This is an interesting, short question-and-answer on the Genetic and Rare Diseases Information Center (part of NIH) about the inheritability of progressive supranuclear palsy (PSP), from September 2012.
Progressive supranuclear palsy
Genetics and Rare Diseases Information Center (part of NIH)
Last updated 9/12/2012
Question: My identical twin sister has been diagnosed with progressive supranuclear palsy (PSP). As it seems this disease may have a genetic cause, what is the chance that I would also develop PSP? And within what timeframe?
Answer: The following information may help to address your question:
What is the chance of developing progressive supranuclear palsy if a relative is affected?

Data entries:
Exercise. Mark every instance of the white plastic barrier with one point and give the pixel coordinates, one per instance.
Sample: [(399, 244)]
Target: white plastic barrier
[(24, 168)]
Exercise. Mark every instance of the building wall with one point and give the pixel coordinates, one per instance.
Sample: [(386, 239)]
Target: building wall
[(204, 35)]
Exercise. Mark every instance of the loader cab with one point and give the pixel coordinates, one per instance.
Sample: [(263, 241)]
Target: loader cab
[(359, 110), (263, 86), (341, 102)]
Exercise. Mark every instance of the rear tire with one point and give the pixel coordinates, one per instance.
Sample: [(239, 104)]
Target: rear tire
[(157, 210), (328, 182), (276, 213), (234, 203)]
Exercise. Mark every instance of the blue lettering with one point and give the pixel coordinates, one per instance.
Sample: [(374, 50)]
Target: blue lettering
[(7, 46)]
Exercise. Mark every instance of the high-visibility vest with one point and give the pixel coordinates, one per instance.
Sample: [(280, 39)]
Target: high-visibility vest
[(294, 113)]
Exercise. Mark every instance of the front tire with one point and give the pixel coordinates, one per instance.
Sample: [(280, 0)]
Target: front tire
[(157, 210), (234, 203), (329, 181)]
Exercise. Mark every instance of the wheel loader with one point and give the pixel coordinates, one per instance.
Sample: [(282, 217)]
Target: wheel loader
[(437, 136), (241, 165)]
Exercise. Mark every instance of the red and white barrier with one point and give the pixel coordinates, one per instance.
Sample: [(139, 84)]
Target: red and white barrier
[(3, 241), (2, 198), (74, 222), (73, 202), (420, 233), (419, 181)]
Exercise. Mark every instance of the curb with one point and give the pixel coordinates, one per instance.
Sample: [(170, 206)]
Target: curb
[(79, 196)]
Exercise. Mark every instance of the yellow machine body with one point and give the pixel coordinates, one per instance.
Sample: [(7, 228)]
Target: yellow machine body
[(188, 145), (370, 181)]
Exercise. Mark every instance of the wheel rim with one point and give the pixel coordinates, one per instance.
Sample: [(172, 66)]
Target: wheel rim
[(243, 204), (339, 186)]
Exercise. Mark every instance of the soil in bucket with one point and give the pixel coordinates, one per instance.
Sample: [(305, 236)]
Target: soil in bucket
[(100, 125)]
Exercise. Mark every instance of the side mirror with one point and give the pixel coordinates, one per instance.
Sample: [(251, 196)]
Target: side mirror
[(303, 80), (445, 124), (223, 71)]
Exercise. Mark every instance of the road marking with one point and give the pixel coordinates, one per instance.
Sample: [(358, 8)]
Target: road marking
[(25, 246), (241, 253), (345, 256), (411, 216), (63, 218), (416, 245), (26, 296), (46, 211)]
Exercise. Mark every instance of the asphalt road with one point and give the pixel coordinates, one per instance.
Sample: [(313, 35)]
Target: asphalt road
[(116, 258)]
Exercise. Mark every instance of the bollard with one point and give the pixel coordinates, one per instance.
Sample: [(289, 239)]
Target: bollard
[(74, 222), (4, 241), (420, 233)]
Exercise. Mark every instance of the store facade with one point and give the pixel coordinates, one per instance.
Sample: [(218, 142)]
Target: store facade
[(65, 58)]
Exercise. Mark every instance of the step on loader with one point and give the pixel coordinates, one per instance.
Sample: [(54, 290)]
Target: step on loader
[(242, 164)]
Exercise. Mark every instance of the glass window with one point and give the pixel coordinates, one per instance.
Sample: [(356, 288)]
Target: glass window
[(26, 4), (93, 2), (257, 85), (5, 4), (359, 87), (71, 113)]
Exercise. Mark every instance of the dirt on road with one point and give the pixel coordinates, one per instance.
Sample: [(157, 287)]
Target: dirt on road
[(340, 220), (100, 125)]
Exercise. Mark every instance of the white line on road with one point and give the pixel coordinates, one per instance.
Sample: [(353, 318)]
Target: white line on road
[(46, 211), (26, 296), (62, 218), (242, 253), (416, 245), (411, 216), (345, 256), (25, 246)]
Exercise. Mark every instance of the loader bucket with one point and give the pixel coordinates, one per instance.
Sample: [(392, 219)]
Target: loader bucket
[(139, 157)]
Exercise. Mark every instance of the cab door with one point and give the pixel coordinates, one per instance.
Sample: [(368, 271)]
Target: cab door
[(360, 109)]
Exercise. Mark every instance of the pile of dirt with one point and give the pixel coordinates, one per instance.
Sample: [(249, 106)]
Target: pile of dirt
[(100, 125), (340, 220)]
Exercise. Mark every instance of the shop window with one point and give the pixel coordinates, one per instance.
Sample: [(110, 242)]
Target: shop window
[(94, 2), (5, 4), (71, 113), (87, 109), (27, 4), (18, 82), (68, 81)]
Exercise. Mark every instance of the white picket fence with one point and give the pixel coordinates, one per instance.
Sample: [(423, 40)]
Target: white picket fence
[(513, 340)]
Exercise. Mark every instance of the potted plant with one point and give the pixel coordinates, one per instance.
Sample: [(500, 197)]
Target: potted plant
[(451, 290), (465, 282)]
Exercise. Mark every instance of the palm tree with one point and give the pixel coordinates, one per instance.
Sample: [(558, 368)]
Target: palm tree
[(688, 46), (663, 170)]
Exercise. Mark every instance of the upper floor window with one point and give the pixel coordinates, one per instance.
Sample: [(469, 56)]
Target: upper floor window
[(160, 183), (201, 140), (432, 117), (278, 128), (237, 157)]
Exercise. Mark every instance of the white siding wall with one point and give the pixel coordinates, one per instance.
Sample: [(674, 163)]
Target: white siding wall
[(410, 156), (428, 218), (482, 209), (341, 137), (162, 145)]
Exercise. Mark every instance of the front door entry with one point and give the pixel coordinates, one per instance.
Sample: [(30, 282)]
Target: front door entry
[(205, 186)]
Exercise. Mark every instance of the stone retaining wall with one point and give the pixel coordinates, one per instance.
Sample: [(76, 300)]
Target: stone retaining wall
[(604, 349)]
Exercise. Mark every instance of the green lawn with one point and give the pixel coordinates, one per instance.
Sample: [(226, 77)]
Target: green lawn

- _Questions_:
- a) In the progressive supranuclear palsy text, who has been diagnosed with PSP?
- b) Return the passage of the progressive supranuclear palsy text that begins with the words "Answer: The following" and ends with "relative is affected?".
- c) Resume the progressive supranuclear palsy text after its final sentence, continuing it in the same manner.

- _Answers given_:
- a) The asker's identical twin sister.

- b)
Answer: The following information may help to address your question:
What is the chance of developing progressive supranuclear palsy if a relative is affected?

- c)
Researchers do not yet completely understand the causes of progressive supranuclear palsy (PSP), so it is not possible to predict the chance of a relative developing the condition if one family member has been diagnosed. Most of the time, only one person in a family develops PSP. It is not very common to have multiple members of a family develop PSP. One study found that 7% of individuals with PSP had a family history of potentially related conditions (including dementia or parkinsonism), which suggests there may be a shared genetic risk factor.
A few genetic risk factors (particularly a gene called MAPT) are known to play a role in the development of PSP. However, these genetic risk factors have only been found in a few families. Researchers suspect that there are other genetic factors that haven’t been found yet that also contribute to progressive supranuclear palsy.
If a family member has a known genetic risk factor for progressive supranuclear palsy, what is the chance a relative has inherited it?
Close relatives such as parents, siblings, and children of an affected individual have a greater chance of sharing a genetic predisposition than do aunts, uncles, grandparents or cousins. Identical twins share their entire DNA, so they should have the same genetic risk factors.
If an individual inherited a known risk factor, what is the chance of developing progressive supranuclear palsy?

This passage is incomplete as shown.